-- DATASET EXCERPTS start --

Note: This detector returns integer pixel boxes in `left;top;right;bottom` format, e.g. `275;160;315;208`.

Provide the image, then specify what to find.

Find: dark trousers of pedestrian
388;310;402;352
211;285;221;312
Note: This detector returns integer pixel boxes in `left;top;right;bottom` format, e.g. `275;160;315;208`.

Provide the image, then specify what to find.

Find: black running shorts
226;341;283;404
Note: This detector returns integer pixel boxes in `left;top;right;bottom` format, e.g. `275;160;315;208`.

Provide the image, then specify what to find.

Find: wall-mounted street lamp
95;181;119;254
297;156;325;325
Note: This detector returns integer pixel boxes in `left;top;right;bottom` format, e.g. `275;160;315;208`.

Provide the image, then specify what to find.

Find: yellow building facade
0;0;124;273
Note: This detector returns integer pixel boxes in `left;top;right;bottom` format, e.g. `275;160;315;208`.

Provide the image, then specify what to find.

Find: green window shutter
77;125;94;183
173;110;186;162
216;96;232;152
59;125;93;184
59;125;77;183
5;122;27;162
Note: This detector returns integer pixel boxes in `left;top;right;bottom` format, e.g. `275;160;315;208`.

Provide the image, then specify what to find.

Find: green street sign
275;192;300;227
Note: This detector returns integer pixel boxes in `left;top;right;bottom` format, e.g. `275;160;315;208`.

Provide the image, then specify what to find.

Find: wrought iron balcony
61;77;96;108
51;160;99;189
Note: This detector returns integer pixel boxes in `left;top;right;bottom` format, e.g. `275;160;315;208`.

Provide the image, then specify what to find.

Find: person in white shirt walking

-- DATASET EXCERPTS end --

Rewrite all the records above as a numbered list, one line per item, leaving out the blank lines.

1. Note: This detector returns integer pixel boxes in `left;top;right;bottom` format, e.g. `275;160;315;208`.
2. Provide the image, then specify what to find.
3. Find: dark trousers of pedestrian
4. 388;310;402;352
5. 211;285;221;312
6. Note: This detector returns integer pixel boxes in `left;top;right;bottom` format, e.g. `275;160;315;208`.
7. Provide the image, then specify what to find.
8. Find: black running shorts
9. 226;341;283;404
10. Note: This detector returns integer pixel boxes in `left;top;right;bottom` format, e.g. `275;160;315;208`.
11. Provide the image, then specify what to find.
12. Find: wall-mounted street lamp
13. 95;181;119;254
14. 297;156;325;325
15. Note: This detector returns integer pixel boxes in `left;top;right;bottom` format, e.g. `275;160;315;208`.
16. Provide the image, then specify what to find.
17. Find: yellow building facade
18. 0;0;124;273
19. Note: This detector returns integer pixel boxes in `left;top;right;bottom` format, e.g. `275;160;315;208`.
20. Provide the image, then specify what to find.
21. Find: green window shutter
22. 77;125;94;183
23. 173;110;186;162
24. 216;96;232;152
25. 59;125;93;184
26. 59;125;77;183
27. 5;122;27;162
28. Note: This detector returns integer pixel boxes in `left;top;right;bottom` format, e.g. `275;160;315;208`.
29. Provide the image, then specify what to find.
30. Find: green street sign
31. 275;192;300;227
32. Note: This detector returns integer pixel boxes in `left;top;right;bottom` format, e.g. `275;160;315;208`.
33. Provide the image, then specify what to find.
34. Find: wrought iron balcony
35. 61;77;96;108
36. 51;160;99;189
37. Note: This detector returns integer pixel boxes in `left;top;right;bottom` format, e.g. `275;160;315;208`.
38. Provide the image, then specify what to find.
39. Find: person in white shirt walking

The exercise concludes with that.